LISTED ENTRIES section start

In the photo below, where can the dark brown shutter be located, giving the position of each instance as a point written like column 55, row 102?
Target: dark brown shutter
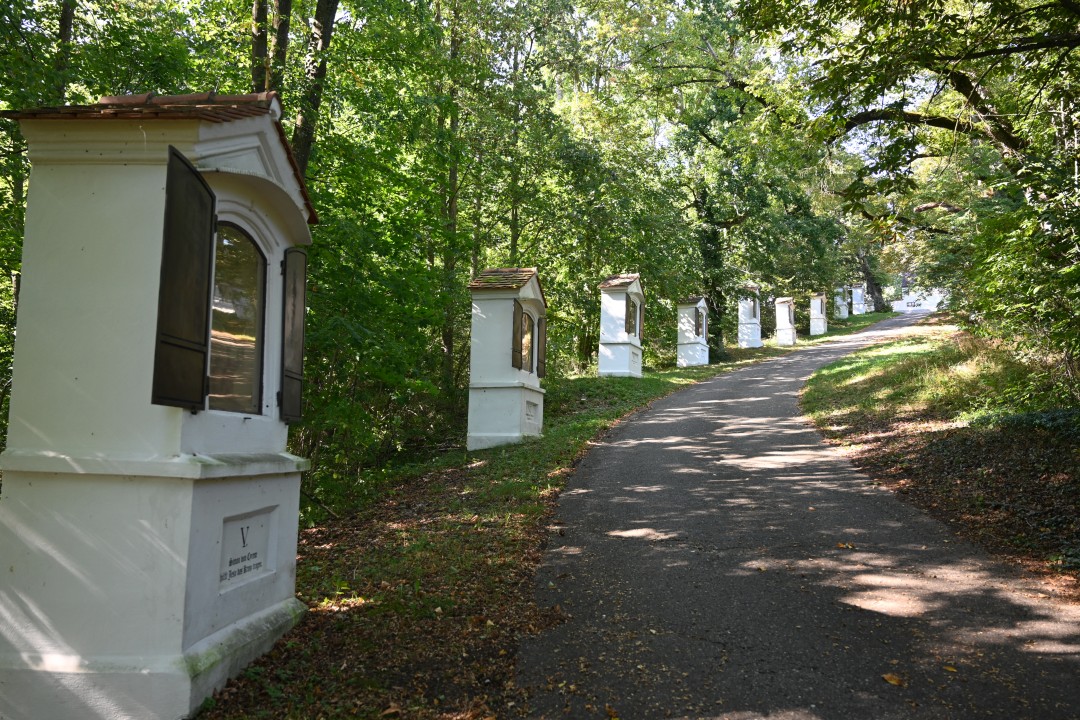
column 292, row 363
column 541, row 347
column 184, row 295
column 515, row 341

LISTED ENTRIES section end

EXERCISE:
Output an exact copy of the material, with the pictures removed.

SOLUTION FOR THIS PROBLEM:
In the photo below, where can the dark brown shutter be located, giving the position of each instance as a point written like column 55, row 102?
Target: dark brown shutter
column 292, row 363
column 541, row 347
column 184, row 295
column 515, row 341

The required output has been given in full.